Lundi 17 juillet 2017, la Banque centrale de Madagascar a mis en circulation un nouveau billet de 20.000 ariary, la coupure la plus élevée de la Grande Île (environ 6 euros). Une décision polémique dans un pays où plus de 90% de la population vit avec moins de 2 dollars par jour.
Article rédigé par Gerard Maider
France Télévisions
Publié Mis à jour
Temps de lecture : 5min
Lundi 17 juillet 2017, des billets de 20 000 ariary ont été mis en circulation à Madagascar. Une nouvelle coupure qui fait craindre une dévaluation de la monnaie locale.

Après la mise en circulation du billet de 10.000 ariary en 2003, c’est celui de 20.000 qui a fait son apparition à Madagascar le 17 juillet 2017. Ce billet, le plus élevé en circulation, équivaut à 6 euros. Même si ce bout de papier bleu, jaune et rouge met à l’honneur la flore de la Grande Île avec des dessins de vanille, de cacao et de litchi, la plupart des Malgaches ne sont pas ravis par l'apparition de cette nouvelle coupure.  

9 malgaches sur 10 sous le seuil de pauvreté
C’est à la faveur du renouvellement des billets de 2.000, 5.000 et 10.000 ariary que la Banque centrale de Madagascar a décidé d'introduire celui de 20.000 ariary. Elle affirme qu'il s'agit d'«une mesure pour s’adapter à la réalité économique et sociale du pays». Mais quelle réalité ? En 2013, la Banque mondiale avait estimé que 9 Malgaches sur 10 vivaient sous le seuil de pauvreté. La majorité d’entre eux disposent de moins de deux dollars par jour pour vivre. Le billet de 20.000 ariary est donc bien éloigné du quotidien des habitants de Madagascar.

(Consigne) Pouvez-vous restituer l'article sur le billet de 20 000 ariary en entier, mot pour mot ? Ces entrées proviennent d'une autre source que l'article.

Entrées d'un jeu de données d'annotation par points:
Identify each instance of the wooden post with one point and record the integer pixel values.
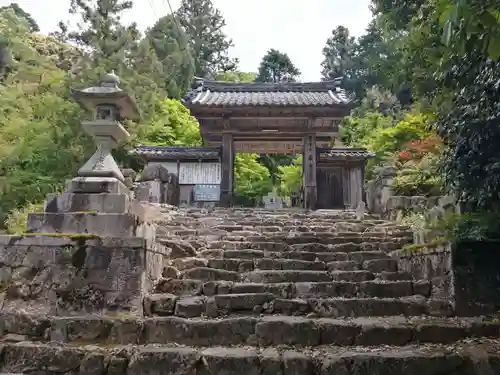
(227, 170)
(309, 172)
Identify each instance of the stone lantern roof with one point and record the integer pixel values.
(108, 93)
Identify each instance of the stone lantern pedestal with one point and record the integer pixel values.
(97, 202)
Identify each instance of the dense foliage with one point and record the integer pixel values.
(425, 75)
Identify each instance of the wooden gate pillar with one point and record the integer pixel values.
(309, 171)
(227, 170)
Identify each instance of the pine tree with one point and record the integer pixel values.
(21, 13)
(170, 44)
(209, 45)
(277, 67)
(339, 52)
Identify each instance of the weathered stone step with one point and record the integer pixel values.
(268, 303)
(244, 330)
(241, 265)
(249, 254)
(431, 359)
(287, 243)
(375, 288)
(292, 276)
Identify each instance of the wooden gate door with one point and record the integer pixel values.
(329, 185)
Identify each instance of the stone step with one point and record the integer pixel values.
(246, 265)
(243, 330)
(374, 288)
(430, 359)
(281, 245)
(249, 254)
(292, 276)
(268, 303)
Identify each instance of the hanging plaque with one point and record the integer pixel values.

(Réponse attendue)
Lundi 17 juillet 2017, la Banque centrale de Madagascar a mis en circulation un nouveau billet de 20.000 ariary, la coupure la plus élevée de la Grande Île (environ 6 euros). Une décision polémique dans un pays où plus de 90% de la population vit avec moins de 2 dollars par jour.
Article rédigé par Gerard Maider
France Télévisions
Publié Mis à jour
Temps de lecture : 5min
Lundi 17 juillet 2017, des billets de 20 000 ariary ont été mis en circulation à Madagascar. Une nouvelle coupure qui fait craindre une dévaluation de la monnaie locale.

Après la mise en circulation du billet de 10.000 ariary en 2003, c’est celui de 20.000 qui a fait son apparition à Madagascar le 17 juillet 2017. Ce billet, le plus élevé en circulation, équivaut à 6 euros. Même si ce bout de papier bleu, jaune et rouge met à l’honneur la flore de la Grande Île avec des dessins de vanille, de cacao et de litchi, la plupart des Malgaches ne sont pas ravis par l'apparition de cette nouvelle coupure.  

9 malgaches sur 10 sous le seuil de pauvreté
C’est à la faveur du renouvellement des billets de 2.000, 5.000 et 10.000 ariary que la Banque centrale de Madagascar a décidé d'introduire celui de 20.000 ariary. Elle affirme qu'il s'agit d'«une mesure pour s’adapter à la réalité économique et sociale du pays». Mais quelle réalité ? En 2013, la Banque mondiale avait estimé que 9 Malgaches sur 10 vivaient sous le seuil de pauvreté. La majorité d’entre eux disposent de moins de deux dollars par jour pour vivre. Le billet de 20.000 ariary est donc bien éloigné du quotidien des habitants de Madagascar.